The task.
Transcribe all records exactly; omit pictures.

Saved entries.

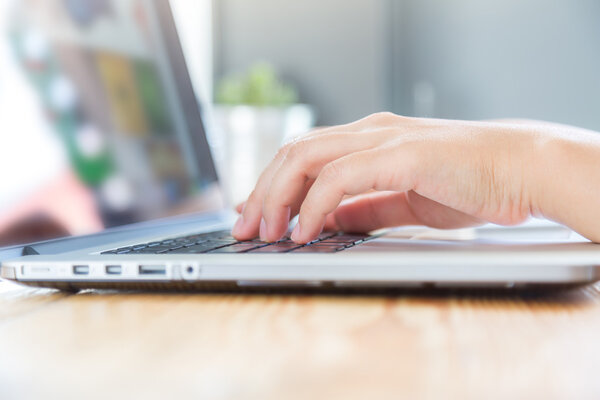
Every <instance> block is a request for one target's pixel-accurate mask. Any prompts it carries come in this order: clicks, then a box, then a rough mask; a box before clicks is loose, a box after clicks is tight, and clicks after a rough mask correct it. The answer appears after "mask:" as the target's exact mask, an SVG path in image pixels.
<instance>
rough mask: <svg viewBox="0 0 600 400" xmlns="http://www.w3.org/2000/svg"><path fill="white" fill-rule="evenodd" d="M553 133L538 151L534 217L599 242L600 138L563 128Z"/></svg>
mask: <svg viewBox="0 0 600 400" xmlns="http://www.w3.org/2000/svg"><path fill="white" fill-rule="evenodd" d="M546 129H548V127H546ZM551 130H552V132H551V133H552V134H551V135H544V136H540V139H539V140H538V144H537V146H536V150H535V151H536V155H535V160H536V162H535V163H534V166H533V168H534V174H533V177H534V178H533V179H534V180H535V181H537V182H535V181H534V182H532V185H534V186H535V187H536V195H535V196H534V200H533V201H532V203H533V204H532V213H533V214H534V215H538V216H543V217H545V218H548V219H551V220H553V221H556V222H559V223H561V224H564V225H566V226H569V227H570V228H572V229H573V230H575V231H576V232H578V233H580V234H581V235H583V236H585V237H587V238H588V239H590V240H592V241H594V242H600V134H598V133H593V132H590V131H584V130H582V129H578V128H571V127H566V126H563V125H552V128H551Z"/></svg>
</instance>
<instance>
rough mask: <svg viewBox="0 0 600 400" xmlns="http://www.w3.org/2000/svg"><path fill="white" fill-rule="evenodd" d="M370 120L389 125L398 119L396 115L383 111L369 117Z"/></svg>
mask: <svg viewBox="0 0 600 400" xmlns="http://www.w3.org/2000/svg"><path fill="white" fill-rule="evenodd" d="M368 118H369V120H371V121H373V122H375V123H389V122H391V121H392V120H394V119H395V118H396V114H394V113H391V112H389V111H381V112H377V113H374V114H371V115H369V117H368Z"/></svg>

Written solution.
Every <instance> block is a request for one target's pixel-accurate mask. Any prompts it carries come in this order: clicks, then a box, then a rough mask; a box before clicks is loose, a box after clicks is tight, and clicks after a rough mask correct it. The answer appears after "mask:" as the target's exact mask, an SVG path in image pixels.
<instance>
rough mask: <svg viewBox="0 0 600 400" xmlns="http://www.w3.org/2000/svg"><path fill="white" fill-rule="evenodd" d="M553 133L538 151L534 217L599 242L600 138L563 128Z"/></svg>
mask: <svg viewBox="0 0 600 400" xmlns="http://www.w3.org/2000/svg"><path fill="white" fill-rule="evenodd" d="M546 129H548V127H546ZM551 130H552V132H551V133H552V134H551V135H544V136H540V139H539V140H538V144H537V146H536V150H535V151H536V155H535V160H536V162H535V163H534V166H533V168H534V174H533V177H534V178H533V179H534V180H535V181H537V182H535V181H534V182H532V185H534V186H535V187H536V195H535V196H534V200H533V201H532V203H533V204H532V213H533V214H534V215H538V216H543V217H545V218H548V219H551V220H553V221H556V222H559V223H561V224H564V225H566V226H569V227H570V228H572V229H573V230H575V231H576V232H578V233H580V234H581V235H583V236H585V237H587V238H588V239H590V240H592V241H594V242H600V134H598V133H593V132H590V131H584V130H582V129H578V128H571V127H566V126H563V125H552V128H551Z"/></svg>
</instance>
<instance>
rough mask: <svg viewBox="0 0 600 400" xmlns="http://www.w3.org/2000/svg"><path fill="white" fill-rule="evenodd" d="M370 120L389 125L398 119L396 115L383 111L369 117Z"/></svg>
mask: <svg viewBox="0 0 600 400" xmlns="http://www.w3.org/2000/svg"><path fill="white" fill-rule="evenodd" d="M368 118H369V120H371V121H373V122H375V123H389V122H391V121H392V120H394V119H395V118H396V114H394V113H391V112H389V111H381V112H377V113H374V114H371V115H369V117H368Z"/></svg>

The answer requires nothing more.